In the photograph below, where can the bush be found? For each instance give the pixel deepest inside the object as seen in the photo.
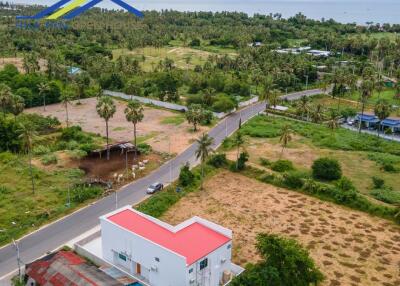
(282, 166)
(345, 184)
(326, 169)
(218, 160)
(79, 194)
(144, 148)
(378, 183)
(49, 159)
(293, 180)
(386, 195)
(186, 177)
(265, 162)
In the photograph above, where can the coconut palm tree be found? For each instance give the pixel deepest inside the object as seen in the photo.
(17, 105)
(238, 141)
(367, 87)
(44, 88)
(106, 109)
(5, 97)
(67, 95)
(286, 137)
(303, 107)
(134, 113)
(333, 120)
(27, 136)
(382, 110)
(317, 113)
(203, 151)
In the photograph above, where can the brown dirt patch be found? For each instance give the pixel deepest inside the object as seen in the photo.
(151, 129)
(347, 245)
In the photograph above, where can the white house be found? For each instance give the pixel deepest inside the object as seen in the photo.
(196, 252)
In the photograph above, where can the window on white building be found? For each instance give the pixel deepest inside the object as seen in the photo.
(203, 264)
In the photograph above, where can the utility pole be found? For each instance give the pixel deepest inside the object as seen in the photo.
(18, 260)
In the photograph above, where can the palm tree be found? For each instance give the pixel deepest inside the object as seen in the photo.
(303, 106)
(317, 113)
(382, 110)
(203, 151)
(67, 95)
(286, 137)
(367, 88)
(134, 114)
(5, 97)
(44, 88)
(17, 105)
(106, 109)
(333, 120)
(27, 135)
(238, 141)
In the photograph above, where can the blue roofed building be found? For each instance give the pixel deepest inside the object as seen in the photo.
(368, 120)
(392, 123)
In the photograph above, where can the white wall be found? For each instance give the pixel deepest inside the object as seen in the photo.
(213, 272)
(171, 270)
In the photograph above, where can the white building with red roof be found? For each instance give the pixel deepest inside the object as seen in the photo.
(195, 252)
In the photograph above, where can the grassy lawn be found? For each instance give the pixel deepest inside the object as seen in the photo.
(361, 156)
(22, 211)
(153, 56)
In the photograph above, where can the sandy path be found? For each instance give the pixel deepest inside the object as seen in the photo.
(350, 247)
(155, 133)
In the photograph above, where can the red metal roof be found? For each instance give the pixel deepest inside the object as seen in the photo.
(193, 242)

* TASK REQUIREMENTS *
Each line of the data above must be reproduced as written. Skip the pictures.

* RESPONSE TO THE TASK *
In the photograph below, where can the bush be found? For each instance give the pixel deepest inside the object as seen in the photo.
(282, 166)
(345, 184)
(326, 169)
(218, 160)
(79, 194)
(144, 148)
(378, 183)
(49, 159)
(293, 180)
(386, 195)
(186, 177)
(265, 162)
In the photograph above, where can the coconut palm tree be found? For each instance give the pixel deepest inside the object as seen in the photo.
(17, 105)
(238, 141)
(367, 87)
(44, 88)
(106, 109)
(5, 97)
(67, 95)
(286, 137)
(303, 107)
(134, 113)
(333, 120)
(27, 136)
(382, 110)
(317, 113)
(203, 151)
In the photograph above, where can the brown dirt patch be found? For each instance give the pixel deepest inside the object as seen in the photo.
(151, 129)
(347, 245)
In the photograph above, where can the white house be found? For each instance give the pixel deepest inside the object as seen in the photo.
(196, 252)
In the photograph above, where can the window on white building be found? For each instance give the pixel deepest inside the object as seen in the photo.
(203, 264)
In the photograph above, where can the utility pole be found? For each instance give the pixel deepest inside the object as seen in the photo.
(18, 260)
In the photograph above, where can the palm tree be found? For each instance give the pixel deepest inside the object as seen in the photo.
(303, 106)
(317, 113)
(382, 110)
(203, 151)
(67, 95)
(286, 137)
(367, 88)
(134, 114)
(5, 97)
(44, 88)
(17, 105)
(106, 109)
(333, 120)
(27, 135)
(238, 141)
In the photograph above, where can the blue roofed building be found? For each instance give the pixel deepest inside the object as seen in the photo.
(368, 120)
(392, 123)
In the photograph above, where can the white wall be found? For each instance give the pixel deepest inside the object as seen in the photo.
(213, 272)
(171, 270)
In the photograph above, where can the white building with red roof be found? For each instance give the pixel deepest inside the object as seen in the photo.
(195, 252)
In the photograph above, where can the grassy lawn be found? For each instance give the pixel deepest inside the object as seen in the photo.
(361, 156)
(22, 211)
(153, 56)
In the photograph above, where can the sandy path be found? For each instance give the pixel deepest inside the object as seen in the photo.
(350, 247)
(155, 133)
In the photograph above, where can the red metal roof be found? For each instance give the pixel deepest inside the object as seen in the photo.
(193, 242)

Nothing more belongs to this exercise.